### STATED EXERCISE
Render the listing below as a JSON array of strings, one string per line, with blank lines omitted. Leave out the picture and keep every other line of the listing.
----
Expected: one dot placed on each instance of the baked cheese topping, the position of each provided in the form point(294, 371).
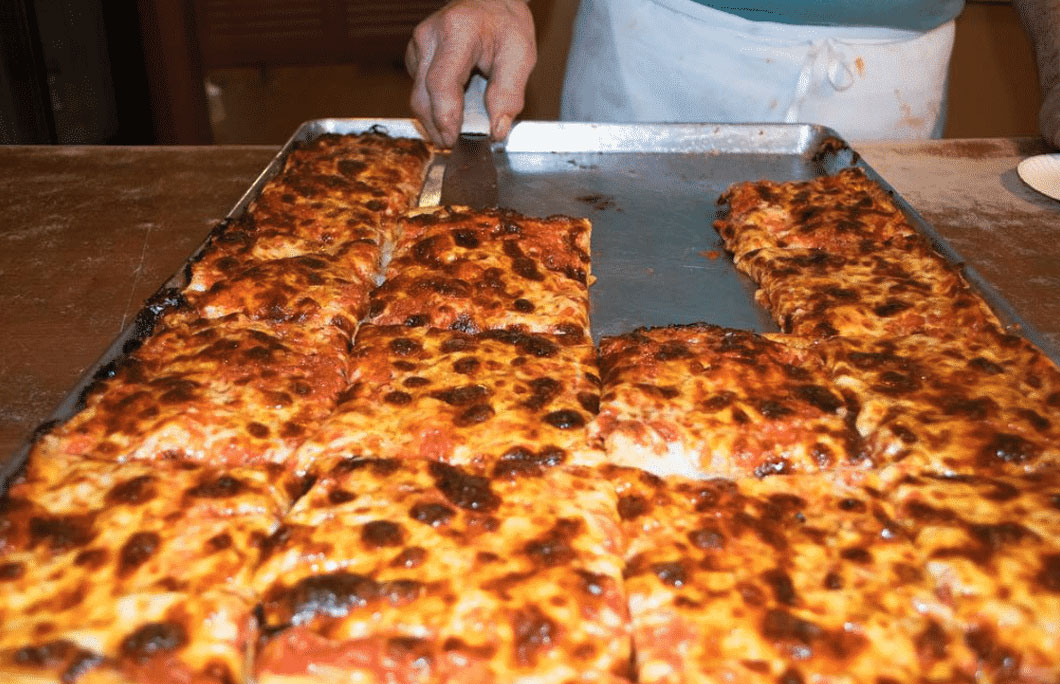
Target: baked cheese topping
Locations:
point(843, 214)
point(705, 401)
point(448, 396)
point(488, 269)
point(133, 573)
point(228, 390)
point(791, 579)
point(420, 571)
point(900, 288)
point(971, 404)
----
### PROBLEM SOLUTION
[
  "Expected: one dot placed on each instance of the baked cheese topping, the position of each provided in the form point(294, 371).",
  "Target: baked cheese topping",
  "Locations:",
  "point(843, 214)",
  "point(705, 401)",
  "point(448, 396)",
  "point(488, 269)",
  "point(133, 573)",
  "point(228, 390)",
  "point(791, 579)",
  "point(420, 571)",
  "point(900, 288)",
  "point(971, 404)"
]